Description of the task: Every line in the data below that has the word "grpcurl" should be returned.

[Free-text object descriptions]
────────────────────────────────────────

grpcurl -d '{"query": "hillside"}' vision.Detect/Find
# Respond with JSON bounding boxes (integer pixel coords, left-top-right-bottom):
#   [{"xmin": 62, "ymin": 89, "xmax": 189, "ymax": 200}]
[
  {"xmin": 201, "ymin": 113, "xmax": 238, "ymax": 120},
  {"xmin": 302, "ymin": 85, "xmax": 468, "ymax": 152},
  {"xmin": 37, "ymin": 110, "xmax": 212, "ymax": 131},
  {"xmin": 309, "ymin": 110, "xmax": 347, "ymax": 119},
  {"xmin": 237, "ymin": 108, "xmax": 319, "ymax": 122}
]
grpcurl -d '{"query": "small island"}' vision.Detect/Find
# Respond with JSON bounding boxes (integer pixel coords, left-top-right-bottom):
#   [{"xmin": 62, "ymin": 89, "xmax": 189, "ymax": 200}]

────────────────────────────────────────

Exercise response:
grpcurl -d '{"query": "hillside"}' vision.Detect/Find
grpcurl -d '{"query": "small island"}' vision.Detect/Find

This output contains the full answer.